Joseph Barnett: It's a wonder what bicycling can do for us
JOSEPH BARNETT • MY VIEW • OCTOBER 31, 2009
Anyone can bicycle. I’ve ridden with 3-years-olds and 83-year-olds. I remember riding 100 miles next to this strong bicyclist. He started talking about his Navy years — before World War II. He looked like an 18-year-old, until he took off his helmet.
Anyone can afford a bicycle. You can get a workable bicycle for $20 at garage sales, Goodwill or Krank it Up community bicycle shop. I had a great five-day camping bicycle ride across West Virginia on my $20 mountain bike. It carried all my gear and worked great except for one flat.
Bicycling makes us a lot wealthier. I got rid of our second car for 10 years and bicycled to work. According to AAA figures, owning a car costs over $7,000 dollars a year. I guess I saved $70,000 dollars just bicycling to work. Don Walters, director of a community development firm, said the major obstacle to owning a home was car expenses.
Bicycling instead of driving reduces taxes. Expensive road widening is less necessary when inexpensive bike lanes (shoulders) are fully used. Ithaca, N.Y., once found that two-thirds of its budget (and taxes) was due to roads and motor vehicle related expenses.
Bicycling solves the current health care debate by reducing our "obesogenic" culture. A close relative spent six months in France for postgraduate school. Without his car, he quickly lost the 25 pounds he had gained in college.
Bicycling or physical activity, according to the Centers for Disease Control, can reduce obesity-related heart disease, some cancers, hypertension, stroke, liver disease, sleep apnea, arthritis and especially diabetes. My patients who have lost weight, and kept it off, say they exercised every day. One cyclist said he lost 60 pounds and no longer needs expensive and inconvenient insulin.
A bicycle culture might have saved a coworker’s father from diabetes and associated high blood pressure. His kidneys shut down, requiring expensive and uncomfortable dialysis several times a week. Diabetes-induced infection led to amputation of his leg. He was a great man with a great family. But sadly, he died in his early 50s.
A bicycle culture might have saved a 53-year-old husband from expensive, uninsured heart surgery and later diabetes with an associated severe foot infection. He is expected to be on disability and Medicaid, all a huge tax burden on us all. Ironically, he once complained about bicyclists using "his" road.
Bicycling to work, shops and school reduces traffic and associated climate change and water and air pollution. Traffic kills 40,000 a year, and $237 billion is spent on traffic accidents. If more of us bicycled, we’d have more parks instead of parking lots. We’d hear birds instead of road noise.
Bicycling can prevent drilling for oil off our sugar-white beaches. Protesters may delay drilling, but unless we stop wasting gas with our one-driver, one-car habit, drilling will eventually occur here.
Bicycling reduces our huge overseas debt from buying overseas oil. We wouldn’t need so much military (and taxes) "protecting" those overseas oil supplies. Our soldiers could finally come home. And shouldn’t we save "some" oil for our kids and grandkids?
Bicycling to school might save our kids from diabetes and could reduce busing and driving expenses. Davis, Calif., stopped its school busing. And in Schaumberg, Ill., safe bike paths and lanes often results in more bicycles than cars at soccer practices.

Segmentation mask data
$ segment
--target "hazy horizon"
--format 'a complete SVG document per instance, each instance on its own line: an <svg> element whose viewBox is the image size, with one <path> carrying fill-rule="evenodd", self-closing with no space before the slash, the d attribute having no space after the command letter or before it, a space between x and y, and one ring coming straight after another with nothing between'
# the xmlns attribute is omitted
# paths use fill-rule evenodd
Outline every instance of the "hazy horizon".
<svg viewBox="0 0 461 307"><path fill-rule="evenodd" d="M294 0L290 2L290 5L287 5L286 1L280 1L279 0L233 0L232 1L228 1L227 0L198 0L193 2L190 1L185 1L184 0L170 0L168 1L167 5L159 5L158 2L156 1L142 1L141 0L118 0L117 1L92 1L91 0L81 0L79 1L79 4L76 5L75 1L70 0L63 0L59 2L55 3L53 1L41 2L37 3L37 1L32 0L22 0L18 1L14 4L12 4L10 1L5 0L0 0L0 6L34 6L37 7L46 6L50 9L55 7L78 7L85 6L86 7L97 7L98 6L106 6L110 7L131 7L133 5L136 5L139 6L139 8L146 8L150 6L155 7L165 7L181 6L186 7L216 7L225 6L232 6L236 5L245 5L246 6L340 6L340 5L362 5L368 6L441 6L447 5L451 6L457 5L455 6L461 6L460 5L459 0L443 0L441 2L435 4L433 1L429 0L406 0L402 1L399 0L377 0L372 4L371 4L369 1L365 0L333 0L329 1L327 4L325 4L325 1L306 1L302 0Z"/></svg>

Task prompt:
Answer these questions from the opinion piece on bicycling:
(a) How much did the author's mountain bike for the West Virginia camping ride cost?
(b) How many people does traffic kill each year?
(c) Which city stopped its school busing?

Exercise solution:
(a) $20
(b) 40,000
(c) Davis, Calif.